Page text –
= = =
# Thieves steal sick carpet Python



## LauraM (Jun 23, 2009)

*Published:* 6-23-2009
*Source:* Perth now
*Author:* 

POLICE are seeking information on the whereabouts of a two-metre carpet python stolen from a north-west suburbs wildlife research centre.

It is believed that one or more offenders took the python sometime between Friday June 19 and Monday June 22, during a burglary on the premises.

The python was being cared for at the Department of Environment and Conservation’s premises due to illness, and wildlife officers have concerns for its health outside this environment.

The snake is not considered dangerous, but is capable of causing a nasty bite which may be particularly dangerous to young children.

Police are asking anyone who knows the python’s whereabouts to contact Crime Stoppers on 1800 333 000

*Read More...*


----------



## LauraM (Jun 23, 2009)

It sickens me that people do things like this... They were stolen from CALM (were my auntie works) what is even worse for me is that i live practicly right next to it.
Although when we heard my auntie did ring up and ask if it was me.
Hope theyfind the little guy and the people who did it


----------



## Lonewolf (Jun 23, 2009)

well i dont think it was any one here lol


----------



## =bECS= (Jun 23, 2009)

what was wrong with it?


----------



## TWENTY B (Jun 23, 2009)

i hope it bites the crap out of them..............

poor coastal


----------



## herptrader (Jun 23, 2009)

So Ms Laura, why doesn't your aunty trust you?



LauraM said:


> It sickens me that people do things like this... They were stolen from CALM (were my auntie works) what is even worse for me is that i live practicly right next to it.
> Although when we heard my auntie did ring up and ask if it was me.
> Hope theyfind the little guy and the people who did it


----------



## shamous1 (Jun 23, 2009)

*Sick*

So what was wrong with the python again? I take it that the place is left unmanned over the weekend hence the Friday night to Monday morning scenario.

Any other snakes held on the premises? Find it strange that one snake was taken. Was the snake removed from previous owners? What is the story behind the snake arriving at C.A.L.M.?
= = =
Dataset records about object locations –

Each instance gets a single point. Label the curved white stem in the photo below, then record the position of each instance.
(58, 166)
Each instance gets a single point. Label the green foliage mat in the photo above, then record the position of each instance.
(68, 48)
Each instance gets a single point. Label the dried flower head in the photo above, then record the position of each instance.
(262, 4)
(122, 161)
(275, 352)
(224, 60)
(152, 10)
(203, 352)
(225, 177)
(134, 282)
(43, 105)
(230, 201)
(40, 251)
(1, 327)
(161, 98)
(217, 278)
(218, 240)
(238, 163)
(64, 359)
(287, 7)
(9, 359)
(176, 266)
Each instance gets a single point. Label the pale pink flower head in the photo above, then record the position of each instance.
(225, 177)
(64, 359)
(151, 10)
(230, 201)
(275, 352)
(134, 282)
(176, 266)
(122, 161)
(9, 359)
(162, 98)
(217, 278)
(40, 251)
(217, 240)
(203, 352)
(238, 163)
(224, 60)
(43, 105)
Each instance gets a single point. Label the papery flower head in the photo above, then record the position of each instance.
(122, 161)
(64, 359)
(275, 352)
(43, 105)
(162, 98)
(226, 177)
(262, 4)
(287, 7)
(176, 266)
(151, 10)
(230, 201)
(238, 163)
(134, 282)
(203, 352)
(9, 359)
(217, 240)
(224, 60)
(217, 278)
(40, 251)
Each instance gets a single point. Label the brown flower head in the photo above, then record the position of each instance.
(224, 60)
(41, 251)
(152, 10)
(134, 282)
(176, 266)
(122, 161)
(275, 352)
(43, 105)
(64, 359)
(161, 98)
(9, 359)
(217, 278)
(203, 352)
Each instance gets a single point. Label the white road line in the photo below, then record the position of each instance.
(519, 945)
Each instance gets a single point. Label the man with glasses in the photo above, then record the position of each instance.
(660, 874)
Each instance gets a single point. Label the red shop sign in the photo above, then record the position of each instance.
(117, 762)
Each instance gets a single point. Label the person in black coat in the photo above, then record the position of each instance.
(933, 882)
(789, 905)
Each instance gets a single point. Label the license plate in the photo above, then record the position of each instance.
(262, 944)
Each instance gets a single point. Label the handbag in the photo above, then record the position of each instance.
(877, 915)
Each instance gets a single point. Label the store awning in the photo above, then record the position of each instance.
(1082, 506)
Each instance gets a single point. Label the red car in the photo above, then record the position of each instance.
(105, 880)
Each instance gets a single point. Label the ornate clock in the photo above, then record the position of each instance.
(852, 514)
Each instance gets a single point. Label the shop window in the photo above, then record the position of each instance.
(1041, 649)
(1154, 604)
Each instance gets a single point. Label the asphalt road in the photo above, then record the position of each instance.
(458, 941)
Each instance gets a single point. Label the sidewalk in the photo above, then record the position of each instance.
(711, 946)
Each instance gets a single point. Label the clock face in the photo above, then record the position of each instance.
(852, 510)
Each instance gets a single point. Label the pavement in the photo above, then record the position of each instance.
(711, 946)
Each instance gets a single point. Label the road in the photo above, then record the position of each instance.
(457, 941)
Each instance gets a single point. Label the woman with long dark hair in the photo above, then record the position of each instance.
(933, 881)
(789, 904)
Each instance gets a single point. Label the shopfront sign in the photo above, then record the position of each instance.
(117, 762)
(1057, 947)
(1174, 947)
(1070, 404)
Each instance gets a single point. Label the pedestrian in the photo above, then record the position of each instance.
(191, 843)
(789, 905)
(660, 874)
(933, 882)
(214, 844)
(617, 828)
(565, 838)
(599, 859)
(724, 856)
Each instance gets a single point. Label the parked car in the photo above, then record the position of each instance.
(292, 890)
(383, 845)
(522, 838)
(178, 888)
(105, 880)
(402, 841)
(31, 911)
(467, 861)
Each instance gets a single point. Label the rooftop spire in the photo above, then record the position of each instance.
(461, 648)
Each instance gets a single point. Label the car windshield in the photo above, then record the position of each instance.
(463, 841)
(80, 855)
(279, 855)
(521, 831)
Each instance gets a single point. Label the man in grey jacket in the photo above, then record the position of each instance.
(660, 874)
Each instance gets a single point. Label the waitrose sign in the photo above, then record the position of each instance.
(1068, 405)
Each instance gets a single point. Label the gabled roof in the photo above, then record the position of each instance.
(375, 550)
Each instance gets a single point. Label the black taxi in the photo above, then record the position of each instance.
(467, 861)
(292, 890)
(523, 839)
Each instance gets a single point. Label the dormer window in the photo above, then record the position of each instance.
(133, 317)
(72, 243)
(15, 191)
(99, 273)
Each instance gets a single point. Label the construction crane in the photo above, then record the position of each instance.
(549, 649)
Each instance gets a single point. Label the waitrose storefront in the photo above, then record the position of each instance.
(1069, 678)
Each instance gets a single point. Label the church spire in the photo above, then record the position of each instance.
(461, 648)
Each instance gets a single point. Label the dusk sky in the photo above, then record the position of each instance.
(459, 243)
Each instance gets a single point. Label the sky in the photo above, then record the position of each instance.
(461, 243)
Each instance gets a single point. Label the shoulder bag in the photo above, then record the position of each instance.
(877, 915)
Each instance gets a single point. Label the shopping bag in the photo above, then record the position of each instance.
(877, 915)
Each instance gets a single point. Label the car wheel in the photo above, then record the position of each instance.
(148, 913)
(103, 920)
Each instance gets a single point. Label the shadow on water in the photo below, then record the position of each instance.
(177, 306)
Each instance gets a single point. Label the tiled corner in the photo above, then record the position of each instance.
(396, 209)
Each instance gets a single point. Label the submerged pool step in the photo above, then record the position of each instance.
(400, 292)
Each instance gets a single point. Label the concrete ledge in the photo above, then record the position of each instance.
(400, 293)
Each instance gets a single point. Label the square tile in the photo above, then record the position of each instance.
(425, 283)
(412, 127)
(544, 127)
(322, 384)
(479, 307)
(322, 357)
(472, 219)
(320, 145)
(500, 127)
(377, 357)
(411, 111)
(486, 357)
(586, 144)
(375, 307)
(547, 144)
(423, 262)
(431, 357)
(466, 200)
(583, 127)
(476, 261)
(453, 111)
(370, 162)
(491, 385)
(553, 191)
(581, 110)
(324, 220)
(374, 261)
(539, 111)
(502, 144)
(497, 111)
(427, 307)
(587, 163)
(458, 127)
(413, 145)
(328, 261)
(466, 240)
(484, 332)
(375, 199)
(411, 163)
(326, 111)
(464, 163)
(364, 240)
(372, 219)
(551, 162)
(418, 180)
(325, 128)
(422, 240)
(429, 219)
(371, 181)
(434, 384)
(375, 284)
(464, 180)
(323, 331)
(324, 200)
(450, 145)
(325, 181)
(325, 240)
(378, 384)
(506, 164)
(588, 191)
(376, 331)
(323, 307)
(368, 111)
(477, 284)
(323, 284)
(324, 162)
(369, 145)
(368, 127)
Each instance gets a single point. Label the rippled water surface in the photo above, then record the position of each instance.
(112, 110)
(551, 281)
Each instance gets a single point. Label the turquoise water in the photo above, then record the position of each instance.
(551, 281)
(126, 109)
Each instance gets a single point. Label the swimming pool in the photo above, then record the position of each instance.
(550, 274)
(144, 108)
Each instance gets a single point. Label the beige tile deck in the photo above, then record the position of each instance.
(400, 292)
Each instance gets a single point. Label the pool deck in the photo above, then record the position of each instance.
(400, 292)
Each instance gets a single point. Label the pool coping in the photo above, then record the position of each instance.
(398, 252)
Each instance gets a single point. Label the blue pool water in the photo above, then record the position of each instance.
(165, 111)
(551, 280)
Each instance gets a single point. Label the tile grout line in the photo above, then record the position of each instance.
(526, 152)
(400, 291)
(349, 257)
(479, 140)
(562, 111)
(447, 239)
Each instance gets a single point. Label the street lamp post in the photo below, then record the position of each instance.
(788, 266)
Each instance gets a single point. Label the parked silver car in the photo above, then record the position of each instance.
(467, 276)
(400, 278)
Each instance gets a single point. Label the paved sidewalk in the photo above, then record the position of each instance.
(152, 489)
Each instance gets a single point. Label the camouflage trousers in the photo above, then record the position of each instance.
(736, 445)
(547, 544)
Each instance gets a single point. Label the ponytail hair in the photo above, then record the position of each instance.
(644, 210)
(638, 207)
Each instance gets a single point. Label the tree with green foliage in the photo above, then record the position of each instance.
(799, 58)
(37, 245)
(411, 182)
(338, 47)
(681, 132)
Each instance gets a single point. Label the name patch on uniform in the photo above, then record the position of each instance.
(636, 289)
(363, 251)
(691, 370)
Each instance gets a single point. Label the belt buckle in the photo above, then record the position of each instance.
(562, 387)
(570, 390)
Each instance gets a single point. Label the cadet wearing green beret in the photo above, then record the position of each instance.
= = =
Short task 1 –
Reproduce the part of the stolen python thread that runs from "# Thieves steal" up to and including "on the premises.", word for word.
Short task 2 –
Pick up the forum thread about the stolen carpet python after its final sentence and write what comes next.

Written answer 1 –
# Thieves steal sick carpet Python



## LauraM (Jun 23, 2009)

*Published:* 6-23-2009
*Source:* Perth now
*Author:* 

POLICE are seeking information on the whereabouts of a two-metre carpet python stolen from a north-west suburbs wildlife research centre.

It is believed that one or more offenders took the python sometime between Friday June 19 and Monday June 22, during a burglary on the premises.

Written answer 2 –
----------



## Snowman (Jun 23, 2009)

is that near ocean reef rd?


----------



## Snowman (Jun 23, 2009)

shamous1 said:


> So what was wrong with the python again? I take it that the place is left unmanned over the weekend hence the Friday night to Monday morning scenario.
> 
> Any other snakes held on the premises? Find it strange that one snake was taken. Was the snake removed from previous owners? What is the story behind the snake arriving at C.A.L.M.?


 
heheheh lot of questions..


----------



## shamous1 (Jun 23, 2009)

*Information*



Snowman said:


> heheheh lot of questions..



Help to be informed.:lol:


----------



## LauraM (Jun 23, 2009)

Snowman said:


> is that near ocean reef rd?


 
Yep it is as your going down it there is a turn off into it.



shamous1 said:


> So what was wrong with the python again? I take it that the place is left unmanned over the weekend hence the Friday night to Monday morning scenario.
> 
> Any other snakes held on the premises? Find it strange that one snake was taken. Was the snake removed from previous owners? What is the story behind the snake arriving at C.A.L.M.?


 
No other snakes are held there.. There use to be plenty but they were sent to other dec offices i believe, due to the man that looked after them moving. I dont remeber all the reasons but i use to go there all the time and play with them. (the snakes)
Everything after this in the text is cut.